§ Aim of the exercise: Below are the entries; count how many lines contain the word "wall" and reply with that number alone.

§ Task material:

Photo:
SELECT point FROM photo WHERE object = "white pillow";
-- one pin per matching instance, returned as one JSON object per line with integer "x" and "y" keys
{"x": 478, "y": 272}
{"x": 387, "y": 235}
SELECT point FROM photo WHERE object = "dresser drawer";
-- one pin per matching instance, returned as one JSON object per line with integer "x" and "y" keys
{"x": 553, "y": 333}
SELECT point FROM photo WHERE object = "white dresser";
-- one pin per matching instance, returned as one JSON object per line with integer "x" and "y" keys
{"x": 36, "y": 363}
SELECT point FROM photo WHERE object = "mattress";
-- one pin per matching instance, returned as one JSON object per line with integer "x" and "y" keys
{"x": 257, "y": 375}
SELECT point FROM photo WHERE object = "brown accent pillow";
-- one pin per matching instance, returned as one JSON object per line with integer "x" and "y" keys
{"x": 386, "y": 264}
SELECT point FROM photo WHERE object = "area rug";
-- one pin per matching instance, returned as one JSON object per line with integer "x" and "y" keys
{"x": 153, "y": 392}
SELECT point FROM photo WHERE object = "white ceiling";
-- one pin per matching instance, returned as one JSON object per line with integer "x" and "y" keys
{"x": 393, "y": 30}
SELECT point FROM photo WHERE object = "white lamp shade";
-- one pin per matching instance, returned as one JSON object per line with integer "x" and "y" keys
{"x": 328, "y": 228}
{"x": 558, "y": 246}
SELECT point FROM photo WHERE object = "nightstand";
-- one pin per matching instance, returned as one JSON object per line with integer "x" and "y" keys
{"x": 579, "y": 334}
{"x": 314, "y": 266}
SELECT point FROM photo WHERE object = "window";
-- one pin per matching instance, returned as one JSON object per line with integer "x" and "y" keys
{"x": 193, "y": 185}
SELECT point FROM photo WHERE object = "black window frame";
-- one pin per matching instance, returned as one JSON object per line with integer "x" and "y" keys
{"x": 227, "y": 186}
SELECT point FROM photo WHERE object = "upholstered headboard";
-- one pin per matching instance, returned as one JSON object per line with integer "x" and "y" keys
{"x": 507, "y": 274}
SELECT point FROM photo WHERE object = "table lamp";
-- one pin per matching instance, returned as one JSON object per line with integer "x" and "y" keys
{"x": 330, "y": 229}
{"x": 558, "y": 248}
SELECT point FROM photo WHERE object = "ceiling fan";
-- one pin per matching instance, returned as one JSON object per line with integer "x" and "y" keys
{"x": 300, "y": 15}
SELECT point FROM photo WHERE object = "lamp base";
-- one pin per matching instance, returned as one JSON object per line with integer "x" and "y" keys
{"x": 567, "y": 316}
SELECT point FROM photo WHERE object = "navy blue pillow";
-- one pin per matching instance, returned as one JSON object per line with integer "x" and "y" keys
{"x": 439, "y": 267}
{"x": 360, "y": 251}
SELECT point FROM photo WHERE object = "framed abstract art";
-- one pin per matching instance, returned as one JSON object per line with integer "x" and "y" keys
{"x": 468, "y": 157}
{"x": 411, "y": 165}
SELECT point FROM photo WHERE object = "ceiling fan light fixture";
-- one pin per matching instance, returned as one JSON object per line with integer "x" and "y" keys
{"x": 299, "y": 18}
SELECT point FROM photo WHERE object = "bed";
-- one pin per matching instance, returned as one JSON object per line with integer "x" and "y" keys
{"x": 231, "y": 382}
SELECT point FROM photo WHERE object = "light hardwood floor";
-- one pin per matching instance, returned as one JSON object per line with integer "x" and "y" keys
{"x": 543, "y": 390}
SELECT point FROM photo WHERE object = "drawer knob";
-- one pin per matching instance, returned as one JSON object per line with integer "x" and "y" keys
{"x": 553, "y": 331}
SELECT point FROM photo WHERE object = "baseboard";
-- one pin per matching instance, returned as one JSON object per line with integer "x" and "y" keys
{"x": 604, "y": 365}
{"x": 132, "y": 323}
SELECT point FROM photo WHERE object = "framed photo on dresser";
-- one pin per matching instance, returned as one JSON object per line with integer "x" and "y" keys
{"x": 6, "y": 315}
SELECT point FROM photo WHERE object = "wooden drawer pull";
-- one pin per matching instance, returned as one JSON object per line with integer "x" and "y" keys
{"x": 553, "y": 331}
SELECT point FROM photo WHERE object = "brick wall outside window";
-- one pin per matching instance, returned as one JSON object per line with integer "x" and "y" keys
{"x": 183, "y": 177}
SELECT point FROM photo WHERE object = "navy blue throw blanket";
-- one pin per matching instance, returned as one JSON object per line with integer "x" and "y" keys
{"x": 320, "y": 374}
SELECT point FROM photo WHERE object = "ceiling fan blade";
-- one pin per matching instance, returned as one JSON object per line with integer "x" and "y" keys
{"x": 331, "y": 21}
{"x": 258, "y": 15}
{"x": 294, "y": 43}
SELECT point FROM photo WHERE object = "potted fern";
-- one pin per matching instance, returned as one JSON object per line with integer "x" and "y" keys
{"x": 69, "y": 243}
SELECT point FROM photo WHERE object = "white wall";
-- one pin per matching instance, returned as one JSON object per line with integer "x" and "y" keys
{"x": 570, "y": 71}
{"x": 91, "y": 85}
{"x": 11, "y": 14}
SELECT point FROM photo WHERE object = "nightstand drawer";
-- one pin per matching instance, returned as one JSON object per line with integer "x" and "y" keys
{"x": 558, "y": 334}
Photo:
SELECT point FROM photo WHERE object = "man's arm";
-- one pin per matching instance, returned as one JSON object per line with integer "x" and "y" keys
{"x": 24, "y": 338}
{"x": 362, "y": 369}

§ Exercise result: 2